▶ [Assignment]: Every line of the records below from the line with "e.g. [[1127, 422]]" up to and including the line with "e.g. [[18, 509]]" must be reproduced exactly, and no line outside that range.

▶ [Information given]:

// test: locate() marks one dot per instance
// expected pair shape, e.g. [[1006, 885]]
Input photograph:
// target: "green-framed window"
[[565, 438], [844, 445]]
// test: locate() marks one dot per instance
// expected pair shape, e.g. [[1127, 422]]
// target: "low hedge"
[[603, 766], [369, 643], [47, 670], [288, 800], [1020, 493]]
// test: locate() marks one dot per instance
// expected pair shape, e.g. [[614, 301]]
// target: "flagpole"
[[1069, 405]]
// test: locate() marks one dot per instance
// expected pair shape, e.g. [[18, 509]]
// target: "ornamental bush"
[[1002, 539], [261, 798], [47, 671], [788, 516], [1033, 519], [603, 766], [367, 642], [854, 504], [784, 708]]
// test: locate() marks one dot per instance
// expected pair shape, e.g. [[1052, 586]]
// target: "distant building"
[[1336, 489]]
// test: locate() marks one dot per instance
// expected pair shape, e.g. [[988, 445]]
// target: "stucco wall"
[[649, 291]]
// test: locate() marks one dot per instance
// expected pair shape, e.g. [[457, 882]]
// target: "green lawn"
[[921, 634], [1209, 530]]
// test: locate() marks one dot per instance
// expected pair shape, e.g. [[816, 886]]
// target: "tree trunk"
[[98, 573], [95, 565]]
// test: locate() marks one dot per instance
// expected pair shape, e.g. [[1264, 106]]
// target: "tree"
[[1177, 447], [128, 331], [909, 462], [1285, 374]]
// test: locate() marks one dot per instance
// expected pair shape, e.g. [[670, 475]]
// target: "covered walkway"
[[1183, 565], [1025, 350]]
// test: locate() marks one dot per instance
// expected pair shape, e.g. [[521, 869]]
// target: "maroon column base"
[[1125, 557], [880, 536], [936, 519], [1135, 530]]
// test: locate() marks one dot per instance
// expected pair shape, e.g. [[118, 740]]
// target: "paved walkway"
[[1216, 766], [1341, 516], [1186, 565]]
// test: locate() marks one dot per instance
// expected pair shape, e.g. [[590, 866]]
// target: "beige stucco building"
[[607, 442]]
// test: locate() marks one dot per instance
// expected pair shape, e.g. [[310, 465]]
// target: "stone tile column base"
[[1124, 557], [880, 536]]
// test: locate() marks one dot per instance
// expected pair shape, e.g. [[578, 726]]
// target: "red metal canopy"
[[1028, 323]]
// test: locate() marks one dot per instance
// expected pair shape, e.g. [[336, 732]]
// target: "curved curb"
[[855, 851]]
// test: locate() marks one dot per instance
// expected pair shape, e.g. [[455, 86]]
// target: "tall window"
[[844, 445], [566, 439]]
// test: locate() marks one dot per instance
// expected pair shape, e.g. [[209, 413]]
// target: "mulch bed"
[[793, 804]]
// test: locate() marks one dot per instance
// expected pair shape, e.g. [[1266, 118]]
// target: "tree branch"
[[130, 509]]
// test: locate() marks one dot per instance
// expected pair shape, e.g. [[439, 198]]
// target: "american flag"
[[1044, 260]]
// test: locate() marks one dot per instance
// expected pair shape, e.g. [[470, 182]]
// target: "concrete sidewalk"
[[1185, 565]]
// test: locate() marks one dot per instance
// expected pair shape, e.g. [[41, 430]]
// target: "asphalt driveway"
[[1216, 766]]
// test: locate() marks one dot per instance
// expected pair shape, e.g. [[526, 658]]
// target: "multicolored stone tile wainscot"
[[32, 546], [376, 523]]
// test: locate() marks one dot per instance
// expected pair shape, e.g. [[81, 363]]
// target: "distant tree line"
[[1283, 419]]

▶ [Answer for this exercise]:
// expected pair shape, e.g. [[1127, 422]]
// target: "low hedge"
[[603, 766], [369, 643], [47, 670], [288, 800], [1020, 493]]
// test: locate() marks one dot per instance
// expected pair shape, e.g. [[614, 301]]
// target: "flagpole"
[[1069, 405]]
// test: locate() marks one dot per instance
// expected pair shape, e.g. [[18, 509]]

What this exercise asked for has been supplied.